Problems to work on:
A: In the editor's note below about the summer 2015 fiction issue, who selected the fiction included in Issue 30?
B: What numbers appear in the editor's note below, whether written in digits or in words? List them in order of appearance and include repeats.
C: Write a continuation of the editor's note below about the summer 2015 fiction issue, starting after its last sentence.

Text for analysis:
Perfect Strangeness
The fiction included in Issue 30: Summer 2015 was selected by Doretta Lau, our Guest Summer Fiction Editor for 2015. Below, she talks about the experience and the quality work represented in this issue.
When I read a short story, I hope the voice will lead me somewhere I haven't been before. Perhaps I’ll traverse a remote location or meander down an off-kilter line of thinking. Thoughts can be so very strange, which is why I am a sucker for a killer first-person voice. Through fiction I have been able to inhabit so many realities and understand perspectives beyond my own. The seven stories I have selected for The Puritan’s summer issue all have a perfect strangeness, reflecting the world in a way that disarms me. It is such a pleasure to encounter great craft and to gain insight into the lives of others, real or imagined.

Data under study:
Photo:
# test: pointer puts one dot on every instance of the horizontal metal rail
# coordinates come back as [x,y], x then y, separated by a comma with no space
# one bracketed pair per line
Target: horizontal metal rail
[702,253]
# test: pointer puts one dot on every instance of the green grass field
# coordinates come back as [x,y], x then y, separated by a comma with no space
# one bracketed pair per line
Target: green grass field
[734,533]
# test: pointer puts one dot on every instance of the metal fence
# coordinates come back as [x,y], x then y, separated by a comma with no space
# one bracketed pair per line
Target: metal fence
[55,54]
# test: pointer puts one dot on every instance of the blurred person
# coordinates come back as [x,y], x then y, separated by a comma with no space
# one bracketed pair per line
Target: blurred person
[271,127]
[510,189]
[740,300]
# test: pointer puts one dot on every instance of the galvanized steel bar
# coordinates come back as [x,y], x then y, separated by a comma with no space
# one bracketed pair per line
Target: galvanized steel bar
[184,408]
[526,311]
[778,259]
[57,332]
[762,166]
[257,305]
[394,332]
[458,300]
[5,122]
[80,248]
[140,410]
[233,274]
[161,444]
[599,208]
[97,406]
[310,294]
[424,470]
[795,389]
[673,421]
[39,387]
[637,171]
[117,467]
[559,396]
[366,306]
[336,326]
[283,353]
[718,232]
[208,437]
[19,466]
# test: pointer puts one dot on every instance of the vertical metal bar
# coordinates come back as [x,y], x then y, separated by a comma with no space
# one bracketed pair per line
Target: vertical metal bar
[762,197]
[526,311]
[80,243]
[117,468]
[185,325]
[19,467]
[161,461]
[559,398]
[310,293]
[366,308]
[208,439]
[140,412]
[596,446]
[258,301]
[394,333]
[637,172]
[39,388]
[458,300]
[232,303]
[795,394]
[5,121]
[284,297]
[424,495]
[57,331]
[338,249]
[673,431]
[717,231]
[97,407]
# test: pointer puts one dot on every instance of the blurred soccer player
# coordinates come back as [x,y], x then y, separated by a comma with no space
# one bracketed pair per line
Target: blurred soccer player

Set of answers:
A: Doretta Lau, the Guest Summer Fiction Editor for 2015.

B: 30, 2015, 2015, seven

C:
I learned how to edit fiction by apprenticing with Diane Williams, the editor of the literary annual NOON. She worked on stories in a way I'd never seen before: cutting paragraphs of text, deleting words, moving entire sentences around. It was like watching a master craftsperson cut and polish a precious gem to reveal its sparkle. First, I applied this kind of vigour to my own prose and now, with the tremendous trust of the seven writers I worked with for this issue, I applied Diane's alchemy to their writing.
My first thought when soliciting stories and trawling the slush pile was I wished to feature the work of writers who had not yet published a novel or short story collection. (As I went through hundreds of submissions, I encountered so many excellent writers from Canada and around the world—I’m sorry I didn’t have space to publish more stories.) I got my big break when Event published my story "How Does a Single Blade of Grass Thank the Sun?". Silas White, publisher of Nightwood Editions, read this story and asked me if I was working on a book manuscript. Later, the story was nominated for the Journey Prize. I'd spent a year querying agents and sending the manuscript off to slush piles and suddenly everything was different; after all the rejection and disappointment I was going to publish a book. I hope to pass on this same magic to another writer.